Stored dataset items =>
※
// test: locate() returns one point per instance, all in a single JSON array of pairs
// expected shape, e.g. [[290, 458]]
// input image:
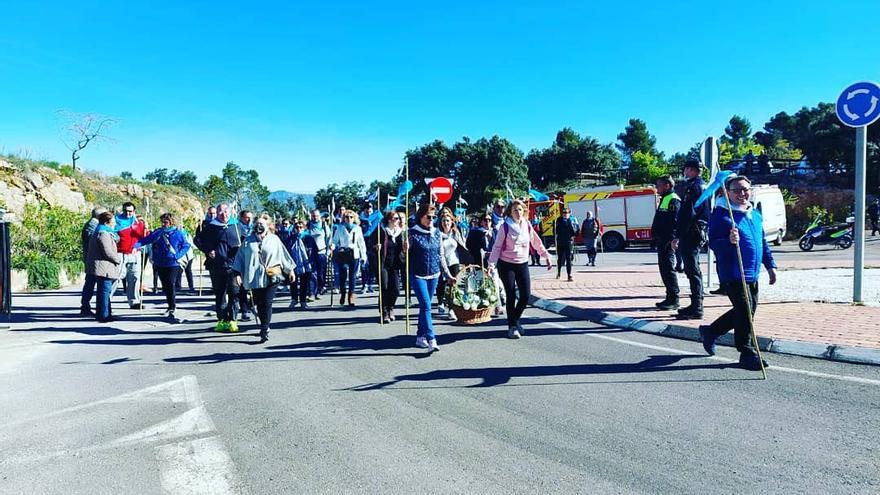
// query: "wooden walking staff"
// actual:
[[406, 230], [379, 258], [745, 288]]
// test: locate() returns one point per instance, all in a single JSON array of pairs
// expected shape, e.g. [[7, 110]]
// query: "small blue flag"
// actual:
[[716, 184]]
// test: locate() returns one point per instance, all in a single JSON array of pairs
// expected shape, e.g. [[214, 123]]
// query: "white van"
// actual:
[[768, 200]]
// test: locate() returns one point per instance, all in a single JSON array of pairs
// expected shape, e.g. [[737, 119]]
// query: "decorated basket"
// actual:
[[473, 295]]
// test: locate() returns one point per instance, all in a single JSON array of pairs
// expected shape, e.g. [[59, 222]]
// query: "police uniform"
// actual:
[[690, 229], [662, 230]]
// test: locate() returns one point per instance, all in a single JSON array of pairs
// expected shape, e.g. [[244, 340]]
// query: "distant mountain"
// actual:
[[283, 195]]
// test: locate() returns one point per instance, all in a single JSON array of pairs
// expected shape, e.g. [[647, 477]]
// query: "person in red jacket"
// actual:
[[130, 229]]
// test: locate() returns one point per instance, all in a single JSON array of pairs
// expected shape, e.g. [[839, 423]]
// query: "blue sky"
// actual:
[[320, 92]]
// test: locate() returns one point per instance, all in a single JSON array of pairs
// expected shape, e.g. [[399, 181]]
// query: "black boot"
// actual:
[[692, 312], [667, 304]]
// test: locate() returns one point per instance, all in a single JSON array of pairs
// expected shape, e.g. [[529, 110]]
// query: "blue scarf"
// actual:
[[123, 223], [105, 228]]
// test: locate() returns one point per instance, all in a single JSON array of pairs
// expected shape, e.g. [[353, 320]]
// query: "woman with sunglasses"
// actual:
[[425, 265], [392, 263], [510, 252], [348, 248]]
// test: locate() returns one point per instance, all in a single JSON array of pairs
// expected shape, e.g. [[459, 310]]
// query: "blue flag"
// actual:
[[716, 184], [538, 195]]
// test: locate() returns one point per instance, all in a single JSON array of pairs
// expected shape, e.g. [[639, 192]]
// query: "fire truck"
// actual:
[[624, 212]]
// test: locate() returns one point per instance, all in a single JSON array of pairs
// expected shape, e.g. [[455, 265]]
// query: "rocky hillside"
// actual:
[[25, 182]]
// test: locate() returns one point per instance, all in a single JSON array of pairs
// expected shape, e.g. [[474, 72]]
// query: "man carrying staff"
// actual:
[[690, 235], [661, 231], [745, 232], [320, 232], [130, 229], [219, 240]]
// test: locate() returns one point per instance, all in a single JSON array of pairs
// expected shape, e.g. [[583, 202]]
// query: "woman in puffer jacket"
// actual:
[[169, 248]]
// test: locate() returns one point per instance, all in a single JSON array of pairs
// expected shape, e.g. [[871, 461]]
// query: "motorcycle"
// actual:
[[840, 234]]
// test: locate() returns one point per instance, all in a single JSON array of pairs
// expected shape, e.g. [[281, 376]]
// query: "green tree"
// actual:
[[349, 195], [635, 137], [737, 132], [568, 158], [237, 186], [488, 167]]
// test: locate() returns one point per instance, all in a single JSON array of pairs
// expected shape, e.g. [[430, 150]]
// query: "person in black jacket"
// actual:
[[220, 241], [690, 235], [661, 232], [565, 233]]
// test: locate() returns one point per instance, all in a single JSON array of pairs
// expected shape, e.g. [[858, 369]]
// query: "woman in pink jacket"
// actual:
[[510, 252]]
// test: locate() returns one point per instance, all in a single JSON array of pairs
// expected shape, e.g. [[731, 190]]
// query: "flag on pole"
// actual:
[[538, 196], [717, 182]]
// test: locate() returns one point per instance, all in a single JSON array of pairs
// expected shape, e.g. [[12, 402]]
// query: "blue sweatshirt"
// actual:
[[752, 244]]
※
Please gather every line of the material above that contains the string "person", and copy each one in full.

Exercise response =>
// query: "person in red jacket"
// query: "person in black jacket"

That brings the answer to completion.